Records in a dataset
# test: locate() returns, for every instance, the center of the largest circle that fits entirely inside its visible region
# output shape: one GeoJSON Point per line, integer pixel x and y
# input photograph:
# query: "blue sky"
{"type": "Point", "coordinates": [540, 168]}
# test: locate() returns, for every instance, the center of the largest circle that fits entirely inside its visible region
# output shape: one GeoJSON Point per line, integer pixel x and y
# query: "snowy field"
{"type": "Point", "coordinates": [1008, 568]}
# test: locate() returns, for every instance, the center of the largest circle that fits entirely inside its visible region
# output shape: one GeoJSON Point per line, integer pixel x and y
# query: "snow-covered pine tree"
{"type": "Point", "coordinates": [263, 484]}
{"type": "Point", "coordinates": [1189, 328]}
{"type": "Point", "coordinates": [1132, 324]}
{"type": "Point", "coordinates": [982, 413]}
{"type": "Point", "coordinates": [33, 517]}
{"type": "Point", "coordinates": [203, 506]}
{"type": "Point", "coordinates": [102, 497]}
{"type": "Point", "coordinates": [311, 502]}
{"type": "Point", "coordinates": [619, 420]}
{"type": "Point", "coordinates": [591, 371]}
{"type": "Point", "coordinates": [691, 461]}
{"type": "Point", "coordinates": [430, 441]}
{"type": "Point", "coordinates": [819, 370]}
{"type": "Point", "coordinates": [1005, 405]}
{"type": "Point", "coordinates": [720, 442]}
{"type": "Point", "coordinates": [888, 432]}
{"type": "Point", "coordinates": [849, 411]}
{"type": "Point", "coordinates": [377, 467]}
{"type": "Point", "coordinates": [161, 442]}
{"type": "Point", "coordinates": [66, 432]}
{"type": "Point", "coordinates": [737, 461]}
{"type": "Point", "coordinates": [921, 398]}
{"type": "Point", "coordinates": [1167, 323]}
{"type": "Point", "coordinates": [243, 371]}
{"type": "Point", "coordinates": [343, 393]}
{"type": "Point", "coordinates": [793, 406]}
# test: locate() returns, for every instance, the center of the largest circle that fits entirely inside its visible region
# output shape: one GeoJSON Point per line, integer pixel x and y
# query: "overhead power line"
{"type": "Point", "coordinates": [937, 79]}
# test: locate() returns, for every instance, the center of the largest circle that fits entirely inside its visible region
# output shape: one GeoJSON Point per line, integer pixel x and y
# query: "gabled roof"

## TASK DIRECTIONS
Gather every line of the data above that contains the string "query". Only matches in the same case count.

## THE COMPLETED TASK
# query: "blue sky"
# query: "snowy field"
# query: "snow-covered pine tree"
# query: "overhead power line"
# query: "gabled roof"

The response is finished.